Task description: You are asked to filter the data below and copy every line holding "rough".
──────── Data under study ────────
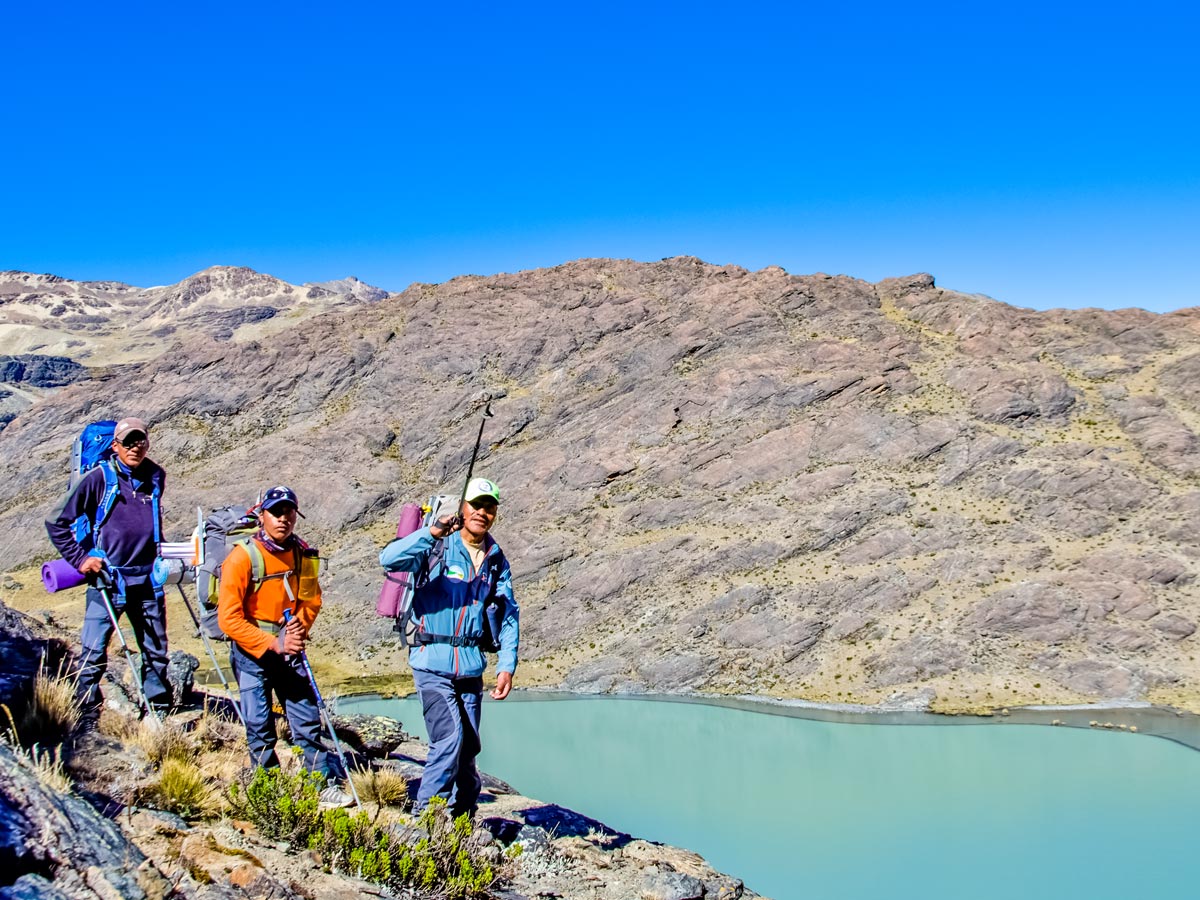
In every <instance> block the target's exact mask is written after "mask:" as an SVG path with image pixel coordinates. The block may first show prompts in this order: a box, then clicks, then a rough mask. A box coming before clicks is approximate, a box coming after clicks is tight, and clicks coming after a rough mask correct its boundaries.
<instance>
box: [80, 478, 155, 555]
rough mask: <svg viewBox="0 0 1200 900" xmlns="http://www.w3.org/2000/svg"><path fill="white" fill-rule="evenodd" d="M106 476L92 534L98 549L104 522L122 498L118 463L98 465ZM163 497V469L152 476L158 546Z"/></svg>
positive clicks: (152, 503)
mask: <svg viewBox="0 0 1200 900" xmlns="http://www.w3.org/2000/svg"><path fill="white" fill-rule="evenodd" d="M96 468H98V469H100V470H101V472H102V473H103V474H104V492H103V493H102V494H101V497H100V503H98V504H96V523H95V526H92V532H94V534H95V535H96V539H95V540H96V547H97V548H102V547H101V540H100V530H101V528H103V527H104V522H107V521H108V517H109V516H110V515H112V514H113V506H115V505H116V498H118V497H120V496H121V481H120V476H119V475H118V474H116V462H115V461H114V460H103V461H102V462H100V463H97V464H96ZM161 497H162V469H155V470H154V473H152V474H151V475H150V506H151V510H152V515H154V542H155V544H158V542H161V541H162V514H161V510H160V508H158V499H160V498H161Z"/></svg>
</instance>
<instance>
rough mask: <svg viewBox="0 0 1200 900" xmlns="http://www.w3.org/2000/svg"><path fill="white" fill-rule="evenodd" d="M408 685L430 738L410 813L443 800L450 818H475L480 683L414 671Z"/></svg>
────────
Task response:
In every <instance> block the target's exact mask is written after "mask:" as an SVG path with image pixel coordinates. The block may first show prompts in this order: a box, then clicks, then a rough mask. A box coming before clicks is approximate, a box coming after clicks is tight, and clicks coming after a rough mask correct its boundaries.
rough mask: <svg viewBox="0 0 1200 900" xmlns="http://www.w3.org/2000/svg"><path fill="white" fill-rule="evenodd" d="M106 476L92 534L98 549L104 522L122 498L118 463L98 465ZM163 497V469L152 476L158 546Z"/></svg>
rough mask: <svg viewBox="0 0 1200 900" xmlns="http://www.w3.org/2000/svg"><path fill="white" fill-rule="evenodd" d="M408 685L430 738L410 813L443 800L450 818H475L480 683L414 671Z"/></svg>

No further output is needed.